__Persyaratan Tugas__
a – Sebutkan setiap nama tempat dalam kutipan dokumen tentang batik Banjar, mulai dari kalimat yang diawali "Saya bersama istri" sampai kalimat yang diakhiri "menjadi kota seperti sekarang."
b – Menurut kutipan dokumen tentang batik Banjar, apa arti nama Pataruman?
c – Salin bagian kutipan dokumen tentang batik Banjar yang dimulai dengan "Kemampuan membatik itu" dan berlanjut hingga "dan pendiri Batulawang.".

__Kutipan Dokumen__
══════════

Menurut Demang Wangsafudin dari Batulawang, jauh sebelum Indonesia merdeka, di Banjar ada beberapa kelompok masyarakat yang mahir membatik.
Saya bersama istri akhir-akhir ini sering ke Cigeureung,Tasikmalaya untuk membeli bahan batik. Itu kami lakukan, karena istri saya kebetulan mendapat order membuat busana dari batik untuk beberapa keluarga yang akan melakukan hajatan di Bandung.
Nah tiap kali saya berada di Cigeureung menemani istri
memilih bahan yang cocok dan sesuai pesanan sambil sesekali memperlihatkan
bahan kepada pemesan di Bandung melalui BBM, pikiran saya selalu melayang ke
Banjar tempo doeloe, jauh sebelum
menjadi kota seperti sekarang.
Menurut Demang Wangsafudin dari Batulawang, jauh sebelum
Indonesia merdeka, di Banjar ada beberapa kelompok masyarakat yang mahir
membatik. Konon kemampuan membatik warga Banjar itu diperoleh dari pendatang dari
Jawa Tengah, atau warga Jawa Tengah yang sengaja dikirim oleh kerajaan di Jawa
Tengah untuk memberikan pelatihan membatik ke warga Banjar .
Batik hasil karya warga Banjar itu (beberapa di antaranya
disimpan oleh Demang, dan relative berbeda dengan batik hasil sayembara yang
diselenggarakan Pemkot Banjar yang terkesan tidak membumi), cukup terkenal.
Kemampuan membatik itu pun, kata Demang, bisa memberikan penghidupan yang
pantas kepada sekelompok warga Banjar.
Dalam perkembangannya, warga Banjar yang terampil membatik
itu –sebelum Indonesia merdeka, semakin banyak saja. “Warga yang terampil
membatik itu diam di wilayah tertentu yang kemudian menjadi Pataruman, atau
tempat membuat batik dari pohon Tarum,” kata Demang yang juga sengaja menanam
pohon Tarum di halaman rumahnya, tak jauh dari makan ayahnya, seorang “inohong”
dan pendiri Batulawang.
Akan tetapi, entah karena apa, setelah merdeka apalagi
setelah Ciamis dipimpin oleh Bupati yang kurang memberikan perhatian kepada
Banjar, lambat laun, pembatik di Pataruman mulai berkurang. Bahkan di kemudian
hari, tidak ada samasekali.

══════════

__Data Tersedia__

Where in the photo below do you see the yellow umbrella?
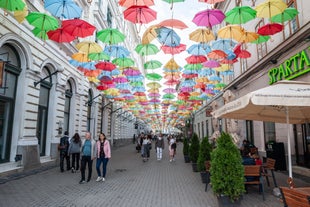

══════════

__Hasil Latihan__
a – Cigeureung, Tasikmalaya, Bandung, Banjar

b – Tempat membuat batik dari pohon Tarum.

c –
Kemampuan membatik itu pun, kata Demang, bisa memberikan penghidupan yang
pantas kepada sekelompok warga Banjar.
Dalam perkembangannya, warga Banjar yang terampil membatik
itu –sebelum Indonesia merdeka, semakin banyak saja. “Warga yang terampil
membatik itu diam di wilayah tertentu yang kemudian menjadi Pataruman, atau
tempat membuat batik dari pohon Tarum,” kata Demang yang juga sengaja menanam
pohon Tarum di halaman rumahnya, tak jauh dari makan ayahnya, seorang “inohong”
dan pendiri Batulawang.